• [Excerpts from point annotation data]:
■ ■ ■ ■

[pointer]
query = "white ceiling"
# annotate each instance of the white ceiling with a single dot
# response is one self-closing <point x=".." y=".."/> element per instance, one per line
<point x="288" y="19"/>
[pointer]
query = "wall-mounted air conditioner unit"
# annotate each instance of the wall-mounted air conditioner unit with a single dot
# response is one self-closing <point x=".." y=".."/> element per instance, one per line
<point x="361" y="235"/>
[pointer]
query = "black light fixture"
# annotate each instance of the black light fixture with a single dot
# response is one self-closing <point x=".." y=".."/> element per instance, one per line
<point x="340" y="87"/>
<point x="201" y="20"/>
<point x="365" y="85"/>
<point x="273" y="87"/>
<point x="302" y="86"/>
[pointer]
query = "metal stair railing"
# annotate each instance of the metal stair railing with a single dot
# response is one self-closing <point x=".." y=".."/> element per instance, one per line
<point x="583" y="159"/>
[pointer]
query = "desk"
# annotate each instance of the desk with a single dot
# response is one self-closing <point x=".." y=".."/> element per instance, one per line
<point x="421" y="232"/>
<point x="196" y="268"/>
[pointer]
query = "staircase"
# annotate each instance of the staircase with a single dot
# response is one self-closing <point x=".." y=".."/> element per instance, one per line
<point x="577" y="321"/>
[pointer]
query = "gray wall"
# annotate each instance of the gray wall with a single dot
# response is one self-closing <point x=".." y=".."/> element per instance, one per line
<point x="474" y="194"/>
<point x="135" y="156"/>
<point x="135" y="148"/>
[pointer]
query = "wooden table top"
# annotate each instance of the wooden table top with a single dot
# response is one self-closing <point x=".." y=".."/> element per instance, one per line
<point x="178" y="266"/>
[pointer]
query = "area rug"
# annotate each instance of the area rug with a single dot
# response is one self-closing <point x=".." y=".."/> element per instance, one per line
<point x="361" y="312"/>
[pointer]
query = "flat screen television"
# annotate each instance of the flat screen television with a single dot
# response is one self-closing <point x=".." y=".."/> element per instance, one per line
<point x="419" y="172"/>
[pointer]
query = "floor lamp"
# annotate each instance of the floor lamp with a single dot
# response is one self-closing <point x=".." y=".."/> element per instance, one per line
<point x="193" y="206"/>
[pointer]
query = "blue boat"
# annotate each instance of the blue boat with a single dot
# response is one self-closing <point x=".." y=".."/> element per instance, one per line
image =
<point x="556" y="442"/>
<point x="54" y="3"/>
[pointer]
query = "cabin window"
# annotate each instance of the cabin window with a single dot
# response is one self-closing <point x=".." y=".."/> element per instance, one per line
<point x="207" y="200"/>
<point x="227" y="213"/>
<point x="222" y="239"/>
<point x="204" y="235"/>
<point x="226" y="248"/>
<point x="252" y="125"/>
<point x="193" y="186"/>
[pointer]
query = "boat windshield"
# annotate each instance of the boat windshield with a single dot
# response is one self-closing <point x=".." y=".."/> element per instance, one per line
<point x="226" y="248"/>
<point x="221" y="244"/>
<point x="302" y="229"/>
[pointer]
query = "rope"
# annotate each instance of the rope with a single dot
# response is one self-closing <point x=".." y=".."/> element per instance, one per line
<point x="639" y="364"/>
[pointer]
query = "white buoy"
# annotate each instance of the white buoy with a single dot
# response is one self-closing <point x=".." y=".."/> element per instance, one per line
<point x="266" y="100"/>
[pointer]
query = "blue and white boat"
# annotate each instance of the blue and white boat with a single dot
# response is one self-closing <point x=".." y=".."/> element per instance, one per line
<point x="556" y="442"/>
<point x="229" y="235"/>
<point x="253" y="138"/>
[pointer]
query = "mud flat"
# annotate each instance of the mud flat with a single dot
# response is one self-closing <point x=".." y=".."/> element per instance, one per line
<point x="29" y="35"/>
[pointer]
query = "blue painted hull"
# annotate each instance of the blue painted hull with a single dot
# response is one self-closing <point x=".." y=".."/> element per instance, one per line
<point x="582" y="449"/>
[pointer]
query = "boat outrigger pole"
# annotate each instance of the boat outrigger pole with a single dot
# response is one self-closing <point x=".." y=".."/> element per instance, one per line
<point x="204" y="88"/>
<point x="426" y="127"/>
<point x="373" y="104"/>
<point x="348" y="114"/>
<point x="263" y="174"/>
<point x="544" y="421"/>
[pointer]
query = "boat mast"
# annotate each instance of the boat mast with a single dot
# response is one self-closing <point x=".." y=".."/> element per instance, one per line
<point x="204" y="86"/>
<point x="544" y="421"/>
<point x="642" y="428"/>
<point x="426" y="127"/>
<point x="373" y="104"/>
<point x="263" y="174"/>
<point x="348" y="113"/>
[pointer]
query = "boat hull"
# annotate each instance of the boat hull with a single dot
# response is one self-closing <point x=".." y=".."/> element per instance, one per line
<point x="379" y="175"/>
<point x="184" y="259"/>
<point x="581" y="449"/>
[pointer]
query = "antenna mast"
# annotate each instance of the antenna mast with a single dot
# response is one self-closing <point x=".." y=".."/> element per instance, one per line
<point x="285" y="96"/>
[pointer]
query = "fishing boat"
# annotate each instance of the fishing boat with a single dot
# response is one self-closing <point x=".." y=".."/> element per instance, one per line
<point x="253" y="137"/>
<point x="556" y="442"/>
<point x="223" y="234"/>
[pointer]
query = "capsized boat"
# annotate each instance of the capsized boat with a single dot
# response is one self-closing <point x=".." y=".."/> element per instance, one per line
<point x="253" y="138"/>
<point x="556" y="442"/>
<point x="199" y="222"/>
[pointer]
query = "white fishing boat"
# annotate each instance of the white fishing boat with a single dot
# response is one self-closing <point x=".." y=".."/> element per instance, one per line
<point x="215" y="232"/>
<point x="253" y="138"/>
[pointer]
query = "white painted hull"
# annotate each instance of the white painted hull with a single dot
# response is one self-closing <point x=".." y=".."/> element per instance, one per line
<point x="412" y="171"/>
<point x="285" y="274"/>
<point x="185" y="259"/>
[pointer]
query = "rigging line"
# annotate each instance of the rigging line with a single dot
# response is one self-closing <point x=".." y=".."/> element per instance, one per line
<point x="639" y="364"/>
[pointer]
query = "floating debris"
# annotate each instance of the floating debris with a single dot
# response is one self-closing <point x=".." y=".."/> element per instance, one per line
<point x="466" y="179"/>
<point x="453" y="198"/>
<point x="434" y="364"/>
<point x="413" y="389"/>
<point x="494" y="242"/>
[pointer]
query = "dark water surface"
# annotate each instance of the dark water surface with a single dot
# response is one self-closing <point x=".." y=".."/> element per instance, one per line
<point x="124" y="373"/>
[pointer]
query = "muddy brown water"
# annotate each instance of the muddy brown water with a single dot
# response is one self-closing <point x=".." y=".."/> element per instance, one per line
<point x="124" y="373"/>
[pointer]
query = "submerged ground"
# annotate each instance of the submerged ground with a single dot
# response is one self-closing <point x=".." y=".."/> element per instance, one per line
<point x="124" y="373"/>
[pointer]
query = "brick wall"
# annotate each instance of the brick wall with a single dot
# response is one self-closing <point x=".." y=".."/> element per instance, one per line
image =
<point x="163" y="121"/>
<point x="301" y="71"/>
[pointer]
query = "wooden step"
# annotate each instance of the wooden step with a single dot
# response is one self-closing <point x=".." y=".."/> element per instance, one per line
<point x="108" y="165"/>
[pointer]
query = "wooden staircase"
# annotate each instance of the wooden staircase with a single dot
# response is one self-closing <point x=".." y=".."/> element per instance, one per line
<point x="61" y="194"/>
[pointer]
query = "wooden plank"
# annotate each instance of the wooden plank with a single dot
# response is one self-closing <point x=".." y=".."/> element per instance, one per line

■ ■ ■ ■

• [Your task]: Identify every line in the listing above that contains the string "staircase", and copy each of those lines in full. Matching is case-sensitive.

• [Task response]:
query = "staircase"
# annotate each instance of the staircase with a single dot
query = "wooden staircase"
# annotate each instance of the wooden staircase with a single dot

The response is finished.